▶ GIVEN REQUEST
Your task is to write out exactly the lines from the line containing "Each instance of the iceberg" through the end of the records, inclusive at both ends.

(Part of a data file)

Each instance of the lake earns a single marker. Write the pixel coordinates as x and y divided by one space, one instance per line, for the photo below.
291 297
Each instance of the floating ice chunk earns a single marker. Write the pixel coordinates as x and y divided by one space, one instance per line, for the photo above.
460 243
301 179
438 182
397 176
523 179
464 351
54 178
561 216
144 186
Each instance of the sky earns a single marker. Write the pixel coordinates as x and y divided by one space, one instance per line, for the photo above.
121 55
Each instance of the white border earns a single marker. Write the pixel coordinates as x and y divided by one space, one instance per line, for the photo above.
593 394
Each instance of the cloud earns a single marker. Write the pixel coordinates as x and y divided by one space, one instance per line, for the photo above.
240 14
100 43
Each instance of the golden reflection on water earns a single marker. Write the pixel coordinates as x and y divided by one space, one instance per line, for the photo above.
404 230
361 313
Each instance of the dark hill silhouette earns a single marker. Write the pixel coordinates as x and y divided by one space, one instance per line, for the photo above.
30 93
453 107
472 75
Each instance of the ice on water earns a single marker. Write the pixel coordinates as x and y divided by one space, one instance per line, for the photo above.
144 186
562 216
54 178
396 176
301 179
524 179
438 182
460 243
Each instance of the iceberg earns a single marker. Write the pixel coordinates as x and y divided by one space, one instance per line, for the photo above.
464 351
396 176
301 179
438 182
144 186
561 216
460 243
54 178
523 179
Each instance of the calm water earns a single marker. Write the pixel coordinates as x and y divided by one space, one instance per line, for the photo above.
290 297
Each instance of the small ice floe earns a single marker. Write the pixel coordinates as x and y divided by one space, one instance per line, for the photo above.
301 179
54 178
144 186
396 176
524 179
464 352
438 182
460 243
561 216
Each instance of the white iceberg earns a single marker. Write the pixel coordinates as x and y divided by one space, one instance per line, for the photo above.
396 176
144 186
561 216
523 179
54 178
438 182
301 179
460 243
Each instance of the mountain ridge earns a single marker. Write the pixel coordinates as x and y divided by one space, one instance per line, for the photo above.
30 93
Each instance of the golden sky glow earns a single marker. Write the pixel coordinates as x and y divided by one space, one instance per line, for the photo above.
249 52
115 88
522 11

▶ RESULT FOR THIS EXERCISE
Each instance of the iceberg earns a single marker. Write the pixel coordinates as x and y divided by one space, one instance per line, for the photo above.
464 351
396 176
301 179
438 182
144 186
561 216
460 243
54 178
523 179
Each instance of the calm water earns a single marker. Write the pixel coordinates as x and y divided by one space, one instance per line, for the photo above.
290 297
Each instance of the small ice floe earns a single marker. Write the pixel coordinates as x and y divided by one space, one instance per line, for the photo above.
301 179
54 178
144 186
396 176
524 179
464 352
438 182
460 243
561 216
Each instance of the white iceberg earns a single marker. Write the pixel coordinates as x and y divided by one space, one instance per line, for the photo above.
396 176
144 186
561 216
523 179
54 178
438 182
301 179
460 243
Each instance of the mountain ridge earns a single marker. Write the pixel coordinates as x and y divided by one space, one instance per line, for the photo above.
30 93
Each instance of the golden sky glow earns a single marker. Write the pixel coordinates as x and y divided by one space, one instance per line, for the photo above.
249 52
115 88
522 11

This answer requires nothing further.